Give the material again in full, matching it exactly.

(Collection entries)
## begin
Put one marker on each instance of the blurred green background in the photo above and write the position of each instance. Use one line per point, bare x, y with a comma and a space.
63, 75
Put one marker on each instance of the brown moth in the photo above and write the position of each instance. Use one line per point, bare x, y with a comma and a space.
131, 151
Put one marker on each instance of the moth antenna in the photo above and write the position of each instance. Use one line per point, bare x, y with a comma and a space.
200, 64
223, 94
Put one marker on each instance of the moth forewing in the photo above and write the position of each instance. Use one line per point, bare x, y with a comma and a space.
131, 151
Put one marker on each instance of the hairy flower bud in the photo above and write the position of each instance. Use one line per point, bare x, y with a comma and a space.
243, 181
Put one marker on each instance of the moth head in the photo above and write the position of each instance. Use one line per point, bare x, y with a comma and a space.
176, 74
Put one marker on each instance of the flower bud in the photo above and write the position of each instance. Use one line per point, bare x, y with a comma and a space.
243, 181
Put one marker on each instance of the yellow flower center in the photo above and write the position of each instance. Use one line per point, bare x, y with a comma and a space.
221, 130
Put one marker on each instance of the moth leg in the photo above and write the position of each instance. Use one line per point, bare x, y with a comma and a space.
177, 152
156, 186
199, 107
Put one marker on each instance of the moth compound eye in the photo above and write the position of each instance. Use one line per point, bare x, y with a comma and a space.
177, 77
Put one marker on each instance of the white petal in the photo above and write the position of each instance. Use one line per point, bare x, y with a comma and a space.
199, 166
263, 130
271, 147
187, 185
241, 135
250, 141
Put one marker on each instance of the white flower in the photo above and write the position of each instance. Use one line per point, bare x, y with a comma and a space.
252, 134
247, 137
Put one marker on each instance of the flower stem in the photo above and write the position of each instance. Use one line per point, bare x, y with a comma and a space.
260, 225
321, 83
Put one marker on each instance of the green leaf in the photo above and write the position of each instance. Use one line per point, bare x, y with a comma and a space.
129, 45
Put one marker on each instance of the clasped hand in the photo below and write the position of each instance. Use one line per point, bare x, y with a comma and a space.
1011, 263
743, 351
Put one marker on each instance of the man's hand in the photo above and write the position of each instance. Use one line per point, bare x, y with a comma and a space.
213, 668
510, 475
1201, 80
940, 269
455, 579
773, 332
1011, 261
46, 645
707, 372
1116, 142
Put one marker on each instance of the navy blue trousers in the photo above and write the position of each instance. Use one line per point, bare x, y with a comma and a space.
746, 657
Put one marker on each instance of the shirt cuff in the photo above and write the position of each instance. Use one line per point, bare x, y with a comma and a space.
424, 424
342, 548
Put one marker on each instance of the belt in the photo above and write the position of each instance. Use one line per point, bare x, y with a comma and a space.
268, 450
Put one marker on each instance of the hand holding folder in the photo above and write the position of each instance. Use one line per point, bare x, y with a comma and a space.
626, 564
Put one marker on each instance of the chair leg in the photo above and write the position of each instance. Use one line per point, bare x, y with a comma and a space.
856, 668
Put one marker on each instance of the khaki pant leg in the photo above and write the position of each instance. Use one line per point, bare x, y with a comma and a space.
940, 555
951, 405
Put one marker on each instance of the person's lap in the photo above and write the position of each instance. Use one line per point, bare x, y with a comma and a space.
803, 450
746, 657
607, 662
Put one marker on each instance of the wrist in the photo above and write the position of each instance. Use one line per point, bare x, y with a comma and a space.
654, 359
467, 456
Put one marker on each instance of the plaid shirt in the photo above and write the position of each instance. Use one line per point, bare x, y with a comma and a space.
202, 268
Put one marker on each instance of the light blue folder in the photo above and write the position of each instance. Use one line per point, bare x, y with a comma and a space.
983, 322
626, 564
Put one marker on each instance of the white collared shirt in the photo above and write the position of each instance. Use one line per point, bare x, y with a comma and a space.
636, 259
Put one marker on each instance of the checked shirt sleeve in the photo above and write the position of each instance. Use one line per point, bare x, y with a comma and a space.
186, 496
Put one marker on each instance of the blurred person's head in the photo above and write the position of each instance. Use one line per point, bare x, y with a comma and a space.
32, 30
## end
Output >>
Put one marker on each instance of the blurred green background in the photo above and write the position of each instance. Use one line per point, bare x, y with a comma and a space.
63, 75
Put one marker on each instance of the brown moth in the photo above and write the position of each instance. Use one line per point, bare x, y with a comma and a space.
131, 151
Put one marker on each instance of the moth antenna in the photo above and write the position of each instance. Use one line per point, bare x, y with a comma and a space.
200, 64
223, 94
Put one marker on each instance of the moth forewing in the photo above and write the position of each instance. Use one line per point, bare x, y with a comma and a space.
131, 151
Put one marker on each instance of the hairy flower bud in the photo above and write the position of each instance. Use one line per point, bare x, y with a comma and a space.
243, 181
Put one marker on each instance of the moth head in the photo above and write the position of each instance. Use one line per point, bare x, y with a comma and a space.
176, 74
Put one marker on each instance of the flower bud in the photo above and write the position of each instance. Use one line per point, bare x, y with a comma and a space.
243, 181
Put one marker on each instance of the yellow flower center in the photo above and write the position of each instance. Use one line per point, bare x, y with a comma and a space.
221, 130
Put one marker on each instance of the moth leg in the photo above and write the position of each instance. Use one line per point, bare x, y with a comma and a space.
177, 152
156, 186
199, 107
Put one marker on each instance of the moth compound eye in the photo above and write the position of each instance. Use one line per point, bare x, y with a comma and a space.
177, 77
Put one marker on each instance of the white petal in the photo above and write the position of each instance. Use one line per point, bare x, y with a comma and a space.
199, 166
263, 130
271, 147
187, 185
241, 135
250, 141
Put one marker on each instance of the white flower in the photo above and write the position of each instance. Use one line per point, bare x, y with a comma and a space.
252, 134
247, 137
Put one marker on each instance of the flower stem in the photo above and write the position of each instance. Use one line per point, bare x, y with a comma and a space.
260, 225
321, 83
Put one marker on each instance of the green leaf in the photo above and write the position of each instance. Use one line per point, bare x, y with a comma and a space.
129, 45
Put one marker on each instance of the clasped hand in the photo below and write the position of each instance. Use one line per point, bare x, y with a comma and a space.
1011, 263
743, 351
Put one marker on each instance of the man's hand in the photo above and write the position of each instance. Use one line per point, bare x, y with a comma and a space.
213, 668
510, 475
1201, 80
940, 269
455, 579
773, 332
1011, 261
46, 645
707, 372
1116, 142
Put one marker on each instance of the navy blue trousers in the photo above and write the position of each instance. Use one line per point, bare x, y with a comma and a space.
746, 657
Put one marker on each instance of the shirt cuff in the photo above and write the position of each instance. Use one line per point, bare x, y with a comma and a space.
424, 424
342, 548
Put one marker on each instance of the belt in the photo above and write the position of each instance. Use one line per point, bare x, y with a comma and a space.
268, 450
Put one marker on each instance of the hand holding folder in the photo above and write the position of each instance. Use one line per point, bare x, y with a comma and a space.
626, 564
Put one marker on each instance of the chair leg in the photo above and write the position of each instance. Use one line per point, bare x, y with a comma and a space.
856, 668
Put one marker on each instance of the khaki pant leg in the photo above and write the position of each instance. Use one line per point, bare x, y with a comma and a space.
940, 555
951, 405
Put one marker on each instance of the person's lap in the photo above and write the position of each instance. Use one line per point, bare x, y with a comma and a space.
803, 450
746, 657
607, 662
Put one marker on each instance of the wrist in the photo above and write the position of each instance. Use one line per point, bare x, y with a comma and a space.
654, 359
467, 456
Put one marker on each instance of the plaid shirt in the photo above and write the position of each instance. Use one line per point, bare x, y with a comma and a space.
202, 268
Put one marker on each instance of the light blue folder in the photo above and write the position of each instance. Use one line per point, bare x, y with a comma and a space.
983, 322
626, 564
Put one marker on each instance of the white collared shirt in the photo above and write the position of each instance. Use one line per point, bare x, y with a comma and a space.
636, 259
Put one marker on each instance of the checked shirt sleeve in the photo above and write the position of each instance. Use one line per point, bare x, y with a comma and a space.
186, 496
Put one marker on each instance of the blurred person's head in the photo above and write the position of each instance. Use one line per point, bare x, y with a comma and a space.
32, 30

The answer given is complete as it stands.